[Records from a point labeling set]
>> start

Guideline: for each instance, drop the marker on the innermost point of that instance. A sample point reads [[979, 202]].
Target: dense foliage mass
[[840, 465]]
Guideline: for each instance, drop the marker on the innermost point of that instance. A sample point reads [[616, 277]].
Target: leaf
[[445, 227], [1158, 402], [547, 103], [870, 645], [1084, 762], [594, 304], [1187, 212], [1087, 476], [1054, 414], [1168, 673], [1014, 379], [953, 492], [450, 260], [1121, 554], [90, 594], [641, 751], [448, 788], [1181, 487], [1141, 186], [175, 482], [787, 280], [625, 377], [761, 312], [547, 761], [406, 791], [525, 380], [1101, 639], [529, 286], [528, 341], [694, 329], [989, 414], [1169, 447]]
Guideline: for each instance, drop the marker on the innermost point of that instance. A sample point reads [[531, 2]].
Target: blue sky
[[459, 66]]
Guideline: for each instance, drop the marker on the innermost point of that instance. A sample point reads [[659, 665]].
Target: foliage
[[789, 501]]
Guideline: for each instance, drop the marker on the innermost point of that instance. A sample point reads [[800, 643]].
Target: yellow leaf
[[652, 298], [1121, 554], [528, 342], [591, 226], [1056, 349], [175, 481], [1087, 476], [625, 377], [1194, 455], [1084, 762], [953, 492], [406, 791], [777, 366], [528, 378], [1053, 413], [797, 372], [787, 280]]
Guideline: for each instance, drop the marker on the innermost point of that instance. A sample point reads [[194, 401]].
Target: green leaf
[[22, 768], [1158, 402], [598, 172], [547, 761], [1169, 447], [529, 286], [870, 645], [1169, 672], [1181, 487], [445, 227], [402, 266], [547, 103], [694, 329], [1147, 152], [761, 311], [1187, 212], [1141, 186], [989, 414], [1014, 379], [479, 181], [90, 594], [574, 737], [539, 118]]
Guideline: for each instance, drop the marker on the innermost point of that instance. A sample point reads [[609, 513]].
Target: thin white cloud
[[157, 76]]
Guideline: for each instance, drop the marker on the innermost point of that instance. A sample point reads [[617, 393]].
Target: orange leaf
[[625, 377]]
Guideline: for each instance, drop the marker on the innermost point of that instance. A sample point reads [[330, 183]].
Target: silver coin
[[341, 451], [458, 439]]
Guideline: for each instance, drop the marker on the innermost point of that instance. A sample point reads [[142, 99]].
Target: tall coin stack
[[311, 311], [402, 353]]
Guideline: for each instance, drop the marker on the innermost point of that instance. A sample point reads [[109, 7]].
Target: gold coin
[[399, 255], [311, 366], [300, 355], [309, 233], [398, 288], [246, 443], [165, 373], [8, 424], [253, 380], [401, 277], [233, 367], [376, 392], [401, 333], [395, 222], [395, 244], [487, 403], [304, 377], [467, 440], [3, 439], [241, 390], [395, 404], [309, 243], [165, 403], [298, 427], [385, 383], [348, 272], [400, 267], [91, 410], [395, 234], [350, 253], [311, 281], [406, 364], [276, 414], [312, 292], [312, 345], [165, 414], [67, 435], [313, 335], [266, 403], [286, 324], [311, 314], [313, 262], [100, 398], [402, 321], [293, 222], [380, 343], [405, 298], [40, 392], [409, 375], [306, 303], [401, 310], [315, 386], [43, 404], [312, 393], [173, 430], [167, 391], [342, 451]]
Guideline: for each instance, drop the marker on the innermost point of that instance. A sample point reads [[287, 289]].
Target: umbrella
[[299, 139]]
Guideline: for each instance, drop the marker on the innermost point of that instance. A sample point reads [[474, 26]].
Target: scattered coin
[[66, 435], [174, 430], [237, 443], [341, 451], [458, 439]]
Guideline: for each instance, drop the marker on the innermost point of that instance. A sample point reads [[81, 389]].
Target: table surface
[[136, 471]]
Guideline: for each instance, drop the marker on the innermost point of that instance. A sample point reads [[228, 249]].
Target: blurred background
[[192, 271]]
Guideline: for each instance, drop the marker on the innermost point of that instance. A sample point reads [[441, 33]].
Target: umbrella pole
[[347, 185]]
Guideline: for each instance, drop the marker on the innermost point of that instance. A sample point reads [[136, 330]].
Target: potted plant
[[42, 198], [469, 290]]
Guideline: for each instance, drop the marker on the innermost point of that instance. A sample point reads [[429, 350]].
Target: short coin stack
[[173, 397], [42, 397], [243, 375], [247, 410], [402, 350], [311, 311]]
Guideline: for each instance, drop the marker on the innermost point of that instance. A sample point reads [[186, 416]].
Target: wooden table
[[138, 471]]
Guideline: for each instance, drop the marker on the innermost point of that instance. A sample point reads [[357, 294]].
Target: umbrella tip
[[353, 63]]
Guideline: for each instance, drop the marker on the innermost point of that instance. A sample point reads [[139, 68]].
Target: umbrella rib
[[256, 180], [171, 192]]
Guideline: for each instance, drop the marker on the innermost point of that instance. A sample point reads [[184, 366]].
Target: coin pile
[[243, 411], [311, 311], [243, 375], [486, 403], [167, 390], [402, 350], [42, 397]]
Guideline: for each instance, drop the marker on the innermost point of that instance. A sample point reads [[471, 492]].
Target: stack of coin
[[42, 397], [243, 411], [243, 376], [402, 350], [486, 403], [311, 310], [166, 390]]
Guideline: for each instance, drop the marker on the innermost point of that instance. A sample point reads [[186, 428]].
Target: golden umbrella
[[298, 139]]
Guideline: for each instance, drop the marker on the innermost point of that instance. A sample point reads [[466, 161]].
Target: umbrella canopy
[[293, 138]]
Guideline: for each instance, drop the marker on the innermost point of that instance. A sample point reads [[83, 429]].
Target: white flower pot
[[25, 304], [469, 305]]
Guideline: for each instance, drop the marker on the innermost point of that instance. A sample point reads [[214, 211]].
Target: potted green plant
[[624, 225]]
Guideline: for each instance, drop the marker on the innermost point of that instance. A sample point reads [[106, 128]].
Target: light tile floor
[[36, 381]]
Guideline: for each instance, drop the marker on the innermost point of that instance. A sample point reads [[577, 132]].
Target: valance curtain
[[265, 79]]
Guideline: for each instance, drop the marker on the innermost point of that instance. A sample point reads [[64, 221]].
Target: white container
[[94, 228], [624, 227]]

>> end

Please change every "drop the marker" in the listing above to "place the marker", leaving everything else as it is.

### The response
Guideline: for each instance, place the marker on the innermost point of that instance. A sample point reads [[979, 202]].
Target: dense foliage mass
[[840, 465]]
Guideline: for each instance, place the marker on the innermost point of that instance. A sample point reads [[616, 277]].
Target: leaf
[[445, 227], [1158, 402], [547, 103], [870, 645], [1084, 762], [594, 304], [1187, 212], [1087, 476], [1054, 414], [1168, 673], [1014, 379], [953, 492], [450, 260], [1121, 554], [90, 594], [641, 751], [448, 788], [1181, 487], [1141, 186], [175, 482], [787, 280], [625, 377], [761, 312], [547, 761], [406, 791], [525, 380], [1101, 639], [529, 286], [528, 341], [694, 329], [989, 414], [1169, 447]]
Guideline: for each instance, place the marker on the innermost point of that instance. A sample point reads [[531, 2]].
Target: blue sky
[[459, 66]]
Guideline: for each instance, place the marker on the innermost point of that instance. A sample point reads [[659, 665]].
Target: foliage
[[789, 501]]
Guideline: for each instance, place the marker on the innermost point of that instance. A sample point reads [[800, 643]].
Target: yellow leaf
[[652, 298], [1121, 554], [528, 342], [591, 226], [1056, 349], [175, 481], [1087, 476], [625, 377], [1194, 455], [1084, 762], [953, 492], [406, 791], [777, 366], [528, 378], [1053, 413], [797, 372], [787, 280]]
Guideline: for each instance, place the marker on the innermost point of that instance. A sample point reads [[194, 401]].
Target: green leaf
[[22, 768], [1158, 402], [598, 172], [547, 761], [1169, 447], [529, 286], [870, 645], [1169, 672], [1181, 487], [445, 227], [402, 266], [547, 103], [694, 329], [1147, 152], [761, 311], [1187, 212], [1141, 186], [989, 414], [1014, 379], [479, 181], [90, 594], [574, 737], [539, 118]]
Guideline: for each instance, place the marker on the innermost point of that instance. A sample point reads [[609, 513]].
Target: thin white cloud
[[157, 76]]
Guideline: for each instance, place the marker on the innermost point of that instance. A sample point reads [[617, 393]].
Target: orange leaf
[[625, 377]]
Guideline: for each instance, place the marker on the innermost point of that instance. A sample point reads [[330, 183]].
Target: silver coin
[[341, 451], [458, 439]]
Guideline: for each instance, place the marker on the innermost point of that instance. A sample point reads [[142, 99]].
Target: tall coin stack
[[311, 311], [402, 353]]
Guideline: for each instance, place the marker on the innermost point of that instance. A sample point reads [[109, 7]].
Target: gold coin
[[399, 255], [311, 366], [300, 355], [309, 233], [398, 288], [246, 443], [165, 373], [8, 424], [253, 380], [401, 277], [233, 367], [376, 392], [401, 333], [395, 222], [395, 244], [487, 403], [304, 377], [467, 440], [3, 439], [241, 390], [395, 404], [309, 243], [165, 403], [298, 427], [385, 383], [348, 272], [400, 267], [91, 410], [395, 234], [350, 253], [311, 281], [406, 364], [276, 414], [312, 292], [312, 345], [165, 414], [67, 435], [313, 335], [266, 403], [286, 324], [311, 314], [313, 262], [100, 398], [402, 321], [293, 222], [380, 343], [405, 298], [40, 392], [409, 375], [306, 303], [401, 310], [315, 386], [43, 404], [312, 393], [173, 430], [167, 391], [342, 451]]
Guideline: for each instance, place the marker on the innermost point of that instance. A sample point reads [[287, 289]].
Target: umbrella
[[299, 139]]
Guideline: for each instance, place the marker on the innermost point of that instance. A sample point reads [[474, 26]].
Target: scattered coin
[[66, 435], [174, 430], [237, 443], [341, 451], [458, 439]]
Guideline: for each instance, place the marker on the innermost point of that instance. A sample point reads [[81, 389]].
Target: table surface
[[136, 471]]
Guideline: for each instance, place the marker on the innermost point of that instance. A sample point reads [[228, 249]].
Target: blurred background
[[192, 271]]
Guideline: for each instance, place the marker on the innermost point of that instance. A sample point reads [[441, 33]].
Target: umbrella pole
[[347, 185]]
Guideline: for each instance, place the marker on the innermost point of that instance. A sample point reads [[136, 330]].
Target: potted plant
[[42, 198], [469, 290]]
Guideline: for each instance, place the marker on the innermost point of that instance. A sample point reads [[429, 350]].
Target: short coin stack
[[173, 397], [42, 397], [243, 375], [247, 410], [402, 350], [311, 311]]
Guideline: for each instance, place the marker on the innermost point of that instance. A sample point reads [[186, 416]].
Target: wooden table
[[138, 471]]
Guideline: for each instance, place the marker on the innermost point of that instance. A sample point reads [[357, 294]].
Target: umbrella tip
[[353, 63]]
Guideline: for each instance, place the marker on the innermost point of that instance. A sample point reads [[139, 68]].
Target: umbrella rib
[[256, 180], [171, 192]]
Guideline: for each instance, place the marker on the innermost point of that instance. A sample point reads [[184, 366]].
Target: coin pile
[[243, 411], [311, 311], [243, 375], [486, 403], [167, 390], [402, 350], [42, 397]]
Guideline: for each instance, place the marker on the innermost point of that instance. A sample point reads [[471, 492]].
Target: stack of coin
[[42, 397], [243, 411], [243, 376], [402, 350], [486, 403], [311, 310], [166, 390]]
Guideline: for each instance, place the marker on the innermost point of that instance. A sample point reads [[186, 428]].
Target: golden umbrella
[[298, 139]]
Guideline: for each instance, place the marker on the innermost point of that instance. A sample point reads [[466, 161]].
Target: umbrella canopy
[[293, 138]]
Guideline: for each instance, place the marker on the innermost point of that instance. A sample point reads [[83, 429]].
Target: white flower pot
[[25, 304], [469, 305]]
Guideline: for each instance, place the marker on the innermost point of that instance. A sample point reads [[214, 211]].
Target: potted green plant
[[624, 225]]
Guideline: for each instance, place the marker on the innermost point of that instance. A sample point reads [[106, 128]].
Target: light tile floor
[[36, 381]]
Guideline: for each instance, place the marker on the innermost point of that instance. A sample point reads [[577, 132]].
Target: valance curtain
[[265, 79]]
Guideline: for each instance, place the marker on the innermost point of that instance. A sample point reads [[64, 221]].
Target: white container
[[94, 228], [624, 227]]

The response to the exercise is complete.